═════ Extract provided

QLCoder: A Query Synthesizer For Static Analysis of Security Vulnerabilities
Claire Wang, Ziyang Li, Saikat Dutta, Mayur Naik
TL;DR
QLCoder tackles the challenge of automatically generating precise static-analysis queries from CVE descriptions by embedding an LLM in a structured, execution-guided synthesis loop constrained by a Model Context Protocol. It combines a retrieval-augmented, domain-aware context with a CodeQL Language Server for syntax guidance to produce syntactically valid and semantically precise queries that discriminate vulnerable from patched code. In extensive evaluation on CWE-Bench-Java (176 CVEs across 111 Java projects), QLCoder achieves full query compilation and a QL-based success rate of $53.4$ percent, substantially outperforming baselines such as Gemini CLI and IRIS, with an average F1 around $0.70$. The work demonstrates strong potential for regression testing, variant analysis, and patch validation by bridging vulnerability reports to executable CodeQL queries, while outlining limitations and avenues for broader language support and integration with dynamic analysis.
Abstract
Static analysis tools provide a powerful means to detect security vulnerabilities by specifying queries that encode vulnerable code patterns. However, writing such queries is challenging and requires diverse expertise in security and program analysis. To address this challenge, we present QLCoder - an agentic framework that automatically synthesizes queries in CodeQL, a powerful static analysis engine, directly from a given CVE metadata. QLCode embeds an LLM in a synthesis loop with execution feedback, while constraining its reasoning using a custom MCP interface that allows structured interaction with a Language Server Protocol (for syntax guidance) and a RAG database (for semantic retrieval of queries and documentation). This approach allows QLCoder to generate syntactically and semantically valid security queries. We evaluate QLCode on 176 existing CVEs across 111 Java projects. Building upon the Claude Code agent framework, QLCoder synthesizes correct queries that detect the CVE in the vulnerable but not in the patched versions for 53.4% of CVEs. In comparison, using only Claude Code synthesizes 10% correct queries.

══════════

→ What to do
Answer these questions from the QLCoder text, one answer per line, numbered to match.
1. On how many CVEs and across how many Java projects was QLCoder evaluated?
2. Which two baselines does the TL;DR name as being outperformed by QLCoder?
3. According to the abstract, what percentage of correct queries does using only Claude Code synthesize?

═════ Supplied data

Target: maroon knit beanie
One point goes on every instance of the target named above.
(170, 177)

══════════

→ Response below
1. 176 CVEs across 111 Java projects.
2. Gemini CLI and IRIS.
3. 10%.